# [EXCERPT PROVIDED]
....
Question

Van’t Hoff factor, when benzoic acid is dissolved in benzene, will be:
(A)2
(B)1
(C)0.5
(D)1.5

Answer 1

Hint: Van’t Hoff factor of the molecules can be calculated by using the following formula,
$$\text{Van }{}^{\prime }\text{ t Hoff factor i=}{\displaystyle \frac{\text{n (Observed)}}{\text{n (Theoretical) }}}$$
n (observed) = number solute particles present in the solution
n (Theoretical) = number of solute particles without considering association and dissociation.

Complete step by step answer:
>The structure of benzoic acid is as follows.

>The benzoic acid is soluble in water and benzene also.
>The molecular weight of benzoic acid is 122, but the observed molecular weight is 242.
>The observed molecular weight is double the expected molecular weight.
>This indicates that an association of benzoic acid in benzene solution into dimers.
>Therefore the Van’t Hoff factor of benzoic acid in benzene is
$$\begin{array}{rl}& \text{Van }{}^{\prime }\text{ t Hoff factor i=}{\displaystyle \frac{\text{n (Observed)}}{\text{n (Theoretical) }}}\\ & \text{ = }{\displaystyle \frac{1}{2}}=0.5\end{array}$$
>The Van’t Hoff factor for benzoic acid in benzene is 0.5.
....
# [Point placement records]
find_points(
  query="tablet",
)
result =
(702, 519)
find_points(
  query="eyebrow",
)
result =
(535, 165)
....
# [WRITTEN EXERCISE 1]
In the benzoic acid answer, swap "solute particles" for "dissolved particles" and write out the passage that begins at the words "Hint: Van’t Hoff" and stops after "solution into dimers.".
# [WRITTEN EXERCISE 2]
Carry the benzoic acid answer further from its last line.

# [REPLY 1]
Hint: Van’t Hoff factor of the molecules can be calculated by using the following formula,
$$\text{Van }{}^{\prime }\text{ t Hoff factor i=}{\displaystyle \frac{\text{n (Observed)}}{\text{n (Theoretical) }}}$$
n (observed) = number dissolved particles present in the solution
n (Theoretical) = number of dissolved particles without considering association and dissociation.

Complete step by step answer:
>The structure of benzoic acid is as follows.

>The benzoic acid is soluble in water and benzene also.
>The molecular weight of benzoic acid is 122, but the observed molecular weight is 242.
>The observed molecular weight is double the expected molecular weight.
>This indicates that an association of benzoic acid in benzene solution into dimers.

# [REPLY 2]
So, the correct option is C.

Additional information:
>Benzoic acid is most regularly found in industries to manufacture a wide variety of products like perfumes, dyes, and as an insect repellent.
>Benzoic acid is available naturally in many plants and is involved in the biosynthesis of several secondary metabolites.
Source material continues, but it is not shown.